What is required:
Exactly as written, quote every line that follows, skipping the images.

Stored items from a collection
:::::

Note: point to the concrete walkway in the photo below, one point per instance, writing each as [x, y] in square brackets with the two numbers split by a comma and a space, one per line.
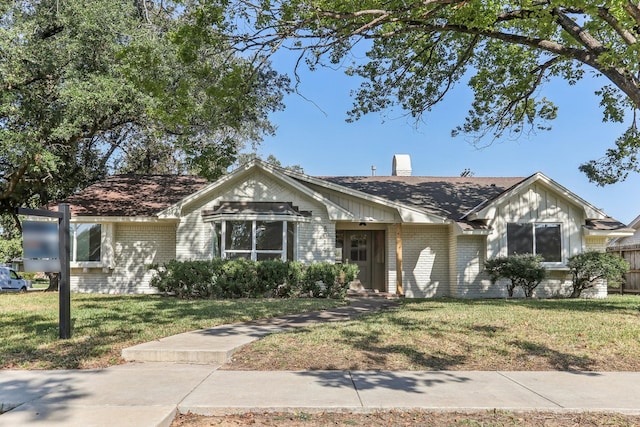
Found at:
[151, 393]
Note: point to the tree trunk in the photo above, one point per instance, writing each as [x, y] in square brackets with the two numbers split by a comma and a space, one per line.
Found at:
[54, 280]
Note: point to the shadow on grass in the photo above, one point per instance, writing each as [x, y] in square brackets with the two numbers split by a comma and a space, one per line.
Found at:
[558, 360]
[19, 387]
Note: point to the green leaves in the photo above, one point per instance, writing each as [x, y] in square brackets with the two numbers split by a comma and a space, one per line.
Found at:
[83, 89]
[506, 51]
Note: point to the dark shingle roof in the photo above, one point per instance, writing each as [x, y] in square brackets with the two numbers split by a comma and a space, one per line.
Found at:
[449, 197]
[133, 195]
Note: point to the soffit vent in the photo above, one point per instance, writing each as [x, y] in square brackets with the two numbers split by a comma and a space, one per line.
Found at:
[401, 165]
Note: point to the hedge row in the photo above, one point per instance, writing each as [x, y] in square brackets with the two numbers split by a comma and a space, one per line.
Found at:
[240, 278]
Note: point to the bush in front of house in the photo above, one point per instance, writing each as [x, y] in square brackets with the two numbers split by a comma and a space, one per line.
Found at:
[328, 280]
[241, 278]
[524, 270]
[588, 268]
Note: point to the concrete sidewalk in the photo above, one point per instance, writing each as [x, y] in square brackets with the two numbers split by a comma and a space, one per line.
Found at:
[151, 393]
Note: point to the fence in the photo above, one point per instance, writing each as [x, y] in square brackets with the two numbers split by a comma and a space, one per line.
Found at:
[631, 253]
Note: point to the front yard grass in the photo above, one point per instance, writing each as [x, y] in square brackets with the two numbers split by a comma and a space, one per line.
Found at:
[445, 334]
[102, 325]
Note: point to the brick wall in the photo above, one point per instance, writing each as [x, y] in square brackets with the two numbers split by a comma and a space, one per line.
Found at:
[425, 260]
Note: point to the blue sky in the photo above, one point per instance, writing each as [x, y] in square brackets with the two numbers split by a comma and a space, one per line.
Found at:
[312, 132]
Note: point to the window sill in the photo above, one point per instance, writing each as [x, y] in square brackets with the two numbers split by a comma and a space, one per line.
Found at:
[556, 267]
[87, 264]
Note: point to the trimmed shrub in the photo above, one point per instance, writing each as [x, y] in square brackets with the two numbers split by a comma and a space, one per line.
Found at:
[524, 270]
[241, 278]
[189, 279]
[588, 268]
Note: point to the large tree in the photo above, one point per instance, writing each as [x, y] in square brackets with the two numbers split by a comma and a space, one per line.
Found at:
[418, 50]
[92, 87]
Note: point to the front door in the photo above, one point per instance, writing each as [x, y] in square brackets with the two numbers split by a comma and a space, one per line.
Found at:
[366, 250]
[359, 253]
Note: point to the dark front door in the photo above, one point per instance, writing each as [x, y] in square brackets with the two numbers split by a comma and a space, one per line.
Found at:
[366, 250]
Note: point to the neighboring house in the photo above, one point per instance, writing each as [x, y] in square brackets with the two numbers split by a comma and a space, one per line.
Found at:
[629, 248]
[411, 235]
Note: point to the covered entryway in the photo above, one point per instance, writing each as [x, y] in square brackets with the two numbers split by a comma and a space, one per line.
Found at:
[366, 249]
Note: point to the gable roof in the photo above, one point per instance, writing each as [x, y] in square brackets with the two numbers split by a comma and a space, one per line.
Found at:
[447, 197]
[133, 195]
[461, 200]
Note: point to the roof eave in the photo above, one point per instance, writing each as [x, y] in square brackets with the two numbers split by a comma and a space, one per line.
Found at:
[407, 213]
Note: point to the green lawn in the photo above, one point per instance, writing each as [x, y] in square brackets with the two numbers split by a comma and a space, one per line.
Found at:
[445, 334]
[104, 324]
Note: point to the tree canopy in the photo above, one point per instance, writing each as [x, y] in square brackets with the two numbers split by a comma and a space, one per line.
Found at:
[418, 51]
[90, 88]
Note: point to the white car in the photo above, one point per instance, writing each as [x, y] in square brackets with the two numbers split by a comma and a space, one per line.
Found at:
[11, 281]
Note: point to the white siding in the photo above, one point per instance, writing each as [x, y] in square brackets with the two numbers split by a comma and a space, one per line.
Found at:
[315, 238]
[361, 209]
[537, 203]
[425, 261]
[136, 245]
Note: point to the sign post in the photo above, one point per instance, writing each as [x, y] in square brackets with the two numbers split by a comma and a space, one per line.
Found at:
[57, 261]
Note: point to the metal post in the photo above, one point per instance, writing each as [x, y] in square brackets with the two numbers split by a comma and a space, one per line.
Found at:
[64, 286]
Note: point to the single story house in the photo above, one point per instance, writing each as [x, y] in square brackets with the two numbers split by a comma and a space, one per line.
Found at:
[410, 235]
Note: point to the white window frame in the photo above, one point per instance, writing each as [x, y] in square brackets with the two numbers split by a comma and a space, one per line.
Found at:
[74, 244]
[253, 252]
[533, 233]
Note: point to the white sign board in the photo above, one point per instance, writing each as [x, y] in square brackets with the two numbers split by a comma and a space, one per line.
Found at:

:::::

Answer for the task:
Note: point to the concrete walkway in the photo below, one point per instance, writing each as [x, y] in square brackets with the two numbers split by a comma and a space, one per line.
Found at:
[151, 393]
Note: point to the tree trunk in the photo above, one point per instance, writing each as [x, y] in square brackets with the two numbers split by a comma and a space, one per line.
Found at:
[54, 280]
Note: point to the shadow on grass in the photo above, one point per instance, writing each as [x, y] in square brackets with the two numbers split by a comma and a space, one per line.
Found at:
[558, 360]
[19, 387]
Note: point to the green leaves in the photo above, one point per instance, writing each as [x, y] in square brackets with the two numbers split by a comma and a space, one per line.
Found at:
[83, 89]
[506, 51]
Note: point to the dark shingle roof in the photo above, one point per instance, writing each as [x, y] in square brackets with the two numbers split by a comma and a space, one per line.
Found at:
[449, 197]
[133, 195]
Note: point to the soffit vent in the photo above, one point per instance, writing each as [x, y] in square brackets with the two numbers split by a comma and a space, one per line.
Found at:
[401, 165]
Note: point to the hedge row in the photo above, one point per instance, writing each as [x, y] in square brackets with the two numbers split by a comma and a space, one per line.
Found at:
[240, 278]
Note: point to the bush in front of house in the photo above, one point per instance, writing each as [x, y] in square brackets with the two numbers split by a comma and a space, one per line.
Found at:
[328, 280]
[241, 278]
[524, 270]
[588, 268]
Note: point to the concrete sidewalk in the photo above, one point per instance, writing each as [x, y] in square brackets with the two numbers split by a comma and a space, one per line.
Found at:
[151, 393]
Note: point to the fence in the photo above, one point per instance, writing each as [x, y] in square brackets with the two numbers split by a comma and a space, one per line.
Found at:
[631, 253]
Note: point to the front yard grass in the photo above, one point per instance, writing each as [x, y] in square brackets with the two numbers split by a comma and a space, one per line.
Found at:
[445, 334]
[102, 325]
Note: point to the brick wall in the photo above, one point per instance, writing each as [x, y] in square brackets with the two numbers split by a comma and a space, one per line.
Found at:
[425, 260]
Note: point to the blue sky in the photo above, one point per instance, writing each as [x, y] in square brackets with the two numbers split by a comma and a space, one per line.
Found at:
[312, 132]
Note: point to the window sill in the photo above, one point per instance, writing each as [x, y] in square brackets with the two numbers split by a comma and a space, one per line.
Found at:
[556, 267]
[87, 264]
Note: point to the trimmed shrub in the photo above, one point per instance, writing each as [x, y] in square brackets with the two numbers split by a comma and a space, one per line.
Found at:
[524, 270]
[241, 278]
[189, 279]
[588, 268]
Note: point to the large tree in the photo above, one point per instance, writing each as [x, y] in square brackets with the two numbers split by a comma and a space, one per line.
Found at:
[418, 50]
[92, 87]
Note: point to the front door in the photo above, one point per instance, writing each as [x, y] in square brackets with the two numbers split by a comma and a space, one per line.
Found at:
[366, 250]
[359, 253]
Note: point to the dark front door in the photo above, one point per instance, writing each as [x, y] in square brackets with the two numbers split by a comma and a space, one per line.
Found at:
[366, 250]
Note: point to the neighboring house in the photo above, one point per instance, writing each as [x, y] in square brackets with the two numbers split by a comma and a space, one per line.
Found at:
[629, 248]
[411, 235]
Note: point to the covered entryway in the photo above, one point per instance, writing each as [x, y] in square brackets with the two numbers split by a comma and a space, one per line.
Found at:
[366, 249]
Note: point to the gable roof in the photo above, one point per instance, writing each as [x, y] in square brackets with the two numbers split by a comma and a space, one per line.
Found at:
[447, 197]
[133, 195]
[461, 200]
Note: point to the roof eave in the photo above, one point per instance, writing each as [x, y] in square brackets with the two numbers split by a comma and a space, one per line.
Found at:
[407, 213]
Note: point to the green lawn in the photo above, one point per instance, writing each as [x, y] in square brackets with the two numbers split by a comma and a space, one per line.
Found at:
[445, 334]
[104, 324]
Note: point to the tree canopy in the photo above, one point per instance, writing each as [x, y] in square brackets with the two numbers split by a comma and a space, one per line.
Found at:
[418, 51]
[90, 88]
Note: point to the white car in the photo above, one point per instance, writing each as [x, y] in square brackets with the two numbers split by a comma and a space, one per line.
Found at:
[11, 281]
Note: point to the white siding in the photo above, one point per instance, writing each as [x, y] in square brackets with the two numbers split by a comma and a space, one per line.
Found at:
[315, 238]
[361, 209]
[537, 203]
[425, 261]
[136, 245]
Note: point to the sign post in the photo above, one point per instance, writing each as [x, y] in square brackets with the two numbers split by a comma and a space, one per line.
Found at:
[57, 261]
Note: point to the metal post in the photo above, one point per instance, writing each as [x, y] in square brackets with the two numbers split by a comma and a space, one per line.
Found at:
[64, 286]
Note: point to the single story house in the photo above, one point per instance, writing each as [x, y] in square brackets with the two numbers split by a comma and a space, one per line.
Found at:
[410, 235]
Note: point to the white window frame in the photo above, one point per instance, writing each as [x, y] in square brackets with the two numbers split by a comma and a space, one per line.
Found at:
[74, 244]
[253, 252]
[533, 233]
Note: point to the white sign board in the photo above, one point per instance, writing each as [x, y] in square brackets with the two numbers split by a comma and a space, one per line.
Found at:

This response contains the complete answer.